## [YOUR OBJECTIVE]
Rewrite the lines below as a numbered list, omitting any blank lines.

## [PROVIDED MATERIAL]
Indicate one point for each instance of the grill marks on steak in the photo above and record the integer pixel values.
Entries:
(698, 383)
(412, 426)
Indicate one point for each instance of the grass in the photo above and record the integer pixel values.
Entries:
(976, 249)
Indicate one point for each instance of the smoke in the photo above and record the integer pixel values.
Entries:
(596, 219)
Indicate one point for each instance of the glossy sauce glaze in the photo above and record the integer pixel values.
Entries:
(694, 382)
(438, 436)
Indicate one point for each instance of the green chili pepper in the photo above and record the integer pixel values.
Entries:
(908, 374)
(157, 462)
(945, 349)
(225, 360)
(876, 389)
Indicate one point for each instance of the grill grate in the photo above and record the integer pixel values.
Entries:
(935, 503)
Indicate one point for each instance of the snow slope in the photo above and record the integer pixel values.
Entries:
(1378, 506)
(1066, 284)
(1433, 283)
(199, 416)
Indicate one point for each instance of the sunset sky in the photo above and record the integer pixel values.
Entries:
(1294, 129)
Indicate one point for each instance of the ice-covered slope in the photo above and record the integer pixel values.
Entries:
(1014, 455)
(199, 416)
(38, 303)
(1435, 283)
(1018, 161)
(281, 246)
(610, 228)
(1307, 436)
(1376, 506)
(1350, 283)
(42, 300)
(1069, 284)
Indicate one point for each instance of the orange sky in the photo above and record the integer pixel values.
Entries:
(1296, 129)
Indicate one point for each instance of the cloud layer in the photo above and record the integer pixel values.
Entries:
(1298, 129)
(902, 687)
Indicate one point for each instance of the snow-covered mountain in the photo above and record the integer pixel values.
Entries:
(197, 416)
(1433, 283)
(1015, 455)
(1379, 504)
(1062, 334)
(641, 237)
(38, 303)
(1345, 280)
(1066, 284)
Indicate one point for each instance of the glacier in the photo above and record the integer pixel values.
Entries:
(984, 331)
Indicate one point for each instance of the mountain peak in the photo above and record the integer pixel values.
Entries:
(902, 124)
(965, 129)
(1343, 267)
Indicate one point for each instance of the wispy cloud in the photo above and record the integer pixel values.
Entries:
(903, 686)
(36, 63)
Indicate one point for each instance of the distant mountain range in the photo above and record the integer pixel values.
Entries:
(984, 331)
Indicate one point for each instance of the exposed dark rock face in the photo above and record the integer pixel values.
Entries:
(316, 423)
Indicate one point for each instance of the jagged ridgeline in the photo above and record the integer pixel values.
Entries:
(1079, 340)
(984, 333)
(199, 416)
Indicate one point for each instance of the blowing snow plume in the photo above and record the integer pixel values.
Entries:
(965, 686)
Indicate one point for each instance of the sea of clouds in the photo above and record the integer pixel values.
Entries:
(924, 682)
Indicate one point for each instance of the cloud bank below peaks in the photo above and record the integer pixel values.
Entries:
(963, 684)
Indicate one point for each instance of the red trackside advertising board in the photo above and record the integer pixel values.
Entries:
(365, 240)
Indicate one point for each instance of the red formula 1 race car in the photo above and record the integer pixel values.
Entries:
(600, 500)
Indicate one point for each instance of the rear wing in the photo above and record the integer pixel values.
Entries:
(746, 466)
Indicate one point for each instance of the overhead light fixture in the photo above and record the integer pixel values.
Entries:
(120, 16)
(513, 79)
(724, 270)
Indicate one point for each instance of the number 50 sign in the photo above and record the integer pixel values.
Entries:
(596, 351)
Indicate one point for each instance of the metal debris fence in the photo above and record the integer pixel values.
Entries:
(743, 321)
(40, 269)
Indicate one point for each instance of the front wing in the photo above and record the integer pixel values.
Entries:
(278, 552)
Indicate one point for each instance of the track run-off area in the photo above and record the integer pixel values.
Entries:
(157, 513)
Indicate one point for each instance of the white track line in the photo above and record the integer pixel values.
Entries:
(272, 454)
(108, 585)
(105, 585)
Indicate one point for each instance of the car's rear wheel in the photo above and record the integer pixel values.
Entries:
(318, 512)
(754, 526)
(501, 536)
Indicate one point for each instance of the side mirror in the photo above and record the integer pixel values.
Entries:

## [RESULT OF THE EXERCISE]
1. Indicate one point for each instance of the grill marks on steak in the photo above and record the integer pixel values.
2. Entries:
3. (698, 383)
4. (412, 426)
5. Indicate one point for each instance of the grass in the photo above and record the integer pixel values.
6. Entries:
7. (976, 249)
8. Indicate one point for each instance of the smoke in the photo above and record the integer pixel values.
9. Entries:
10. (596, 219)
11. Indicate one point for each instance of the glossy sauce glaze in the photo above and record the integer pixel values.
12. Entries:
13. (694, 382)
14. (438, 436)
15. Indicate one point for each instance of the green chili pepper in the photo above and record the integer pixel values.
16. Entries:
17. (908, 374)
18. (157, 462)
19. (945, 349)
20. (225, 360)
21. (876, 389)
22. Indicate one point for each instance of the grill grate in the photo above and record the integer pixel values.
23. Entries:
24. (935, 503)
25. Indicate one point for each instance of the snow slope in the photo above and record the integer pixel values.
26. Entries:
27. (1378, 506)
28. (1066, 284)
29. (1433, 283)
30. (199, 416)
31. Indicate one point for each instance of the sunset sky in the photo above and record the integer pixel values.
32. Entries:
33. (1294, 129)
34. Indicate one point for each instance of the ice-covered slope in the photo above and record the integer pixel values.
35. Entries:
36. (1014, 455)
37. (199, 416)
38. (38, 303)
39. (1435, 283)
40. (1018, 161)
41. (281, 246)
42. (610, 228)
43. (1307, 436)
44. (1376, 506)
45. (1350, 283)
46. (42, 300)
47. (1069, 284)
48. Indicate one point for each instance of the orange sky in the photo above and record the integer pixel values.
49. Entries:
50. (1296, 129)
51. Indicate one point for each instance of the cloud layer in the photo above and record the integer pixel values.
52. Entries:
53. (1298, 129)
54. (902, 687)
55. Indicate one point for each instance of the snow-covered mountain in the photo above and record the integer pixel values.
56. Entries:
57. (197, 416)
58. (1433, 283)
59. (1015, 455)
60. (1379, 504)
61. (1062, 334)
62. (641, 237)
63. (38, 303)
64. (1345, 280)
65. (1066, 284)
66. Indicate one point for each instance of the glacier in the photo above and record the integer pixel values.
67. Entries:
68. (984, 331)
69. Indicate one point for each instance of the mountain peak in the photo above and record the integer pixel values.
70. Entries:
71. (902, 124)
72. (965, 129)
73. (1343, 267)
74. Indicate one point for each instance of the wispy cloud in the photo above and record the integer pixel values.
75. Entries:
76. (903, 686)
77. (36, 63)
78. Indicate one point for each instance of the distant mountain range in the photo above and record the integer pixel values.
79. Entries:
80. (984, 331)
81. Indicate one point for each instance of the exposed dark rock face in the photo above and record the integer pixel values.
82. Entries:
83. (316, 423)
84. Indicate one point for each instance of the jagged ridgeline in the photo above and record the integer pixel values.
85. Entries:
86. (1079, 340)
87. (984, 333)
88. (199, 416)
89. Indicate one point for each instance of the blowing snow plume in the photo above and record the integer pixel values.
90. Entries:
91. (965, 686)
92. Indicate one point for each instance of the sea of clouds in the photo above and record the integer pixel values.
93. Entries:
94. (924, 682)
95. Indicate one point for each instance of the cloud bank below peaks in the photo above and record the integer pixel values.
96. Entries:
97. (963, 684)
98. Indicate one point for each instance of the red trackside advertising board in the photo above and record the integer pixel values.
99. Entries:
100. (365, 240)
101. Indicate one point for each instance of the red formula 1 race car in the photo above and record the integer pixel values.
102. Entries:
103. (600, 500)
104. Indicate one point for each instance of the rear wing in the photo above and record the integer pixel values.
105. Entries:
106. (746, 466)
107. Indicate one point for each instance of the overhead light fixture in the photo above and record the integer pixel values.
108. Entries:
109. (120, 16)
110. (513, 79)
111. (724, 270)
112. Indicate one point for each instance of the number 50 sign in the photo above and record the integer pixel values.
113. Entries:
114. (596, 351)
115. Indicate one point for each instance of the metal debris fence in the photo above and record the integer pixel values.
116. Entries:
117. (743, 321)
118. (40, 269)
119. Indicate one point for each instance of the front wing in the photo above and record the integer pixel values.
120. Entries:
121. (278, 552)
122. Indicate one point for each instance of the track run-off area in the photo above and record the integer pixel values.
123. Entries:
124. (157, 513)
125. Indicate one point for each instance of the white track line in the photo above and record the integer pixel values.
126. Entries:
127. (272, 454)
128. (108, 585)
129. (105, 585)
130. Indicate one point for each instance of the car's rear wheel in the photo above and record the integer pixel values.
131. Entries:
132. (318, 512)
133. (754, 526)
134. (501, 536)
135. Indicate one point for each instance of the side mirror in the photo above and record the integer pixel values.
136. Entries:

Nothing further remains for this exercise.